◆ Directions: The records that follow must be repeated exactly, minus the images.

################

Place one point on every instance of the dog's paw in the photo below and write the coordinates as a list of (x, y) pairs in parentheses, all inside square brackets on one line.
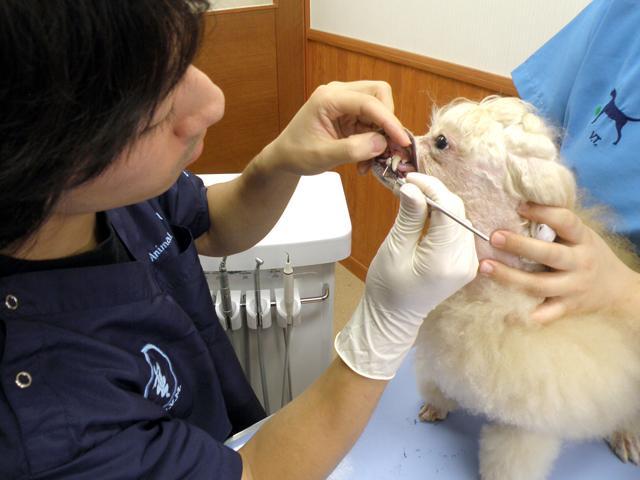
[(429, 413), (626, 446)]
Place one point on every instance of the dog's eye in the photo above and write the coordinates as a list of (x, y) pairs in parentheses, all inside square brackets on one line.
[(441, 142)]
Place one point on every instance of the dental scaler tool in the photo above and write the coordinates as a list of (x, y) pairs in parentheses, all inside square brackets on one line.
[(225, 293), (287, 276), (401, 181), (263, 373)]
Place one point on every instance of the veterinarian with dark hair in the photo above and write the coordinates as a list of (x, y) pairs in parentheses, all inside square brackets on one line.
[(100, 228), (585, 80)]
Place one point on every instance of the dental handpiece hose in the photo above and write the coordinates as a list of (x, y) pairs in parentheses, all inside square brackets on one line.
[(263, 373), (288, 308), (225, 292)]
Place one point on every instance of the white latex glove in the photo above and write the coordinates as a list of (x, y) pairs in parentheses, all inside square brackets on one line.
[(407, 279)]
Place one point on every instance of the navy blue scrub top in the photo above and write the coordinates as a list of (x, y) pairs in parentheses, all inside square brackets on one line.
[(129, 373)]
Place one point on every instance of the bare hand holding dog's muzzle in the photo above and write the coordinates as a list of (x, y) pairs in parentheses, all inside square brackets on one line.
[(408, 277)]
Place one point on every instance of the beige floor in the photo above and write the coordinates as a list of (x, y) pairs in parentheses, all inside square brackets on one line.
[(349, 289)]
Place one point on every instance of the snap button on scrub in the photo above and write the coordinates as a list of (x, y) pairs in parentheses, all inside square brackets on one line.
[(23, 379), (11, 302)]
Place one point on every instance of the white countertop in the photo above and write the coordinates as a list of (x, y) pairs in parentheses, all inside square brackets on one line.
[(314, 229)]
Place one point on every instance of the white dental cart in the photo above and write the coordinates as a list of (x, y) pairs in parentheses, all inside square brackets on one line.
[(315, 230)]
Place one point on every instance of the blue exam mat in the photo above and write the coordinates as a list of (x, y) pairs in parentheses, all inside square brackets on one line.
[(396, 445)]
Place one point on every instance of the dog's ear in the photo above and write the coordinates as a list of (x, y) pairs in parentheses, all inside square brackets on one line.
[(535, 173)]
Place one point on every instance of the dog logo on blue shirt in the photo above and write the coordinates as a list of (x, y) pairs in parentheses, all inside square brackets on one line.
[(163, 386), (612, 111)]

################

◆ Written solution:
Place one point on every instance of the dog's paw in the photo below and write the coordinates as a list of (x, y) pairs in parentheses, all inside square brackets on one line.
[(429, 413), (626, 446)]
Place one point on every instance of the dog's eye in the photo above and write the coordinates as a list of (x, y) pairs in parentheses, all inside square brackets on one line.
[(441, 142)]
Place one point on every instance of the dental scaler tool in the photo above and write the coordinates as a list of (x, y) pairs in parentheses, all inside square brackets on one line.
[(225, 293), (287, 276), (401, 181), (263, 373)]
Place one point on every instance of the veterinarian with dark hair in the photo above and write the coordinates as a list of (x, y) pairs in parentheses, all inside square brackets on one line.
[(100, 228), (585, 80)]
Place one point on every instance of the dental handpiece hose in the photo above and write the coordinates as a list of (x, y) pairs in parentheses, all inside square brackets on one line.
[(263, 373), (288, 308), (225, 292)]
Place one point on every instance of the white latex glove in the photo above and write the coordinates as a list of (x, y) pairs in parentheses, all inside square brackets on one line.
[(407, 279)]
Place one point on every instance of the navy blue scrub top in the photo above and write the coordinates as a list of (x, y) pairs in parentheses, all inside square brackets on one line.
[(129, 373)]
Place one point on every instance of the bare hand holding dog's muzzle in the photo above and write the coordinates as a list of (x, y) pairs in parentheses, all inside square brackets on one line.
[(408, 277)]
Place one point on every instance of the beige floor in the photo above and write the coordinates as a list of (x, y) pairs in parentheses, all inside square brackets on one line.
[(349, 289)]
Place one point on every instance of the snap button on scrub in the photo above and write the coordinates as a list of (x, y) pairs in parentheses, all inside square brackets on one line.
[(23, 379), (11, 302)]
Place one point on every instance of the white countertop in the photo above and write the coordinates as a list of (x, y) pairs in parentheses, all inside square brackets on one line.
[(314, 229)]
Place one point on every instance of the white dental cart in the photo above and write the coordinates as a list of (x, y) pairs in parentheses, all inside square brackets on one line.
[(315, 230)]
Place one point on every instance of the blue exam mat in the photo above and write the coordinates as a list of (x, y) pairs in parentheses, all inside square brackets on one line.
[(396, 445)]
Place one point on every instance of the dog's ear in the photo above and write the coordinates as a list of (x, y) pairs in parentheses, all inside square brackets on one line.
[(535, 173)]
Place one point on every instance of the dog logo on blue shirt in the photo above and write the coordinates as a list of (x, y) pairs in parentheses, all inside square brackets on one line.
[(163, 386), (612, 111)]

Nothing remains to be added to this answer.